> Given exercise a
Retype a section of the post about Gansu and its Turkic peoples. Begin at the words "Yugurs; Gansu; Turkic" and stop after the words "passes through it.".

> Text extract
***

Yugurs; Gansu; Turkic language/peoples in China

Hello

I am not a Turkish-speaker, but I have some interest in Gansu Province and Turkic language/peoples in China.

1 Gansu: I have an interest in Gansu Province and have translated an article on some of the minorities there. Gansu is next to Qinghai. The old Silk Road passes through it.

2 Gansu Yugurs: The Yugur people there, around 8,000+ people (1980s), speak a Turkic language.

3 Turkic influence: Other minority languages in Gansu, such as Dongxiang, have Tujue (= Turkic) loan words.

4 Historical background: I think some of this Turkic settlement may be dating back to the Tang Dynasty when there were sinicised-empires to the north such as the Tanguts, Khitans and others (and quite a lot of skirmishing, as I understand it). The Tujue/Turkuts may have been earlier than this even. (But there are others much more expert than I in this.) The Tanguts were wiped out by Genghis Khan in 1226. The Salars came later, and their language seems to be different.

***

> Given exercise b
Lay out the lines of the records as a JSON list of strings, one string per line, with blank lines left out. Begin at the line that has "of the shadow" and stop after the final line of the records.

Coordinate records with annotations:
***

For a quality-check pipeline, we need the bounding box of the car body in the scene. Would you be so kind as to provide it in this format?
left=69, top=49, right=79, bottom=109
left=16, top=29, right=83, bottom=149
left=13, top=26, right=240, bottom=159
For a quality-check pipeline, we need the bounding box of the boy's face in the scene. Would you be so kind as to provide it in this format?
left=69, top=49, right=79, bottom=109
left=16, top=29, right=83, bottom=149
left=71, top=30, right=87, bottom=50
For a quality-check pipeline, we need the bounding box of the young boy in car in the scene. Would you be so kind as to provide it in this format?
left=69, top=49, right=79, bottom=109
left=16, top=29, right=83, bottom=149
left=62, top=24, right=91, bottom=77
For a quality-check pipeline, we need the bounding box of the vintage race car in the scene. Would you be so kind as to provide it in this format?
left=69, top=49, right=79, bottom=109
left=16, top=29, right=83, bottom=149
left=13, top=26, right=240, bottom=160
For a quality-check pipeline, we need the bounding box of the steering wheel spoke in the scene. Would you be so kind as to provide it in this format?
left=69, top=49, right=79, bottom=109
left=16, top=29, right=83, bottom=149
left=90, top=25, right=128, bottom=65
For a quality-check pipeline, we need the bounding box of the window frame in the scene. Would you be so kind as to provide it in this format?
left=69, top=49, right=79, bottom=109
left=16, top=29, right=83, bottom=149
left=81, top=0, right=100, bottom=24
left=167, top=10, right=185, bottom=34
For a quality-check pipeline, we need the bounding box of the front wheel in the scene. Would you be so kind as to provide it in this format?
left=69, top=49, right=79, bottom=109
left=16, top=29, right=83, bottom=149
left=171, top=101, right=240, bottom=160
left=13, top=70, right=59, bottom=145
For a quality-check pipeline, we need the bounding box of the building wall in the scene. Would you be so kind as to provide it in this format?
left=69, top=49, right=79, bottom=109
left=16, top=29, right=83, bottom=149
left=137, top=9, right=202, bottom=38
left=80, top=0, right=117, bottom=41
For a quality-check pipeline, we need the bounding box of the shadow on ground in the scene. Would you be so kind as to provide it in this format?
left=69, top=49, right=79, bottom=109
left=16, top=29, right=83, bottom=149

***

> Task output a
Yugurs; Gansu; Turkic language/peoples in China

Hello

I am not a Turkish-speaker, but I have some interest in Gansu Province and Turkic language/peoples in China.

1 Gansu: I have an interest in Gansu Province and have translated an article on some of the minorities there. Gansu is next to Qinghai. The old Silk Road passes through it.

> Task output b
[
  "For a quality-check pipeline, we need the bounding box of the shadow on ground in the scene. Would you be so kind as to provide it in this format?",
  "left=69, top=49, right=79, bottom=109",
  "left=16, top=29, right=83, bottom=149"
]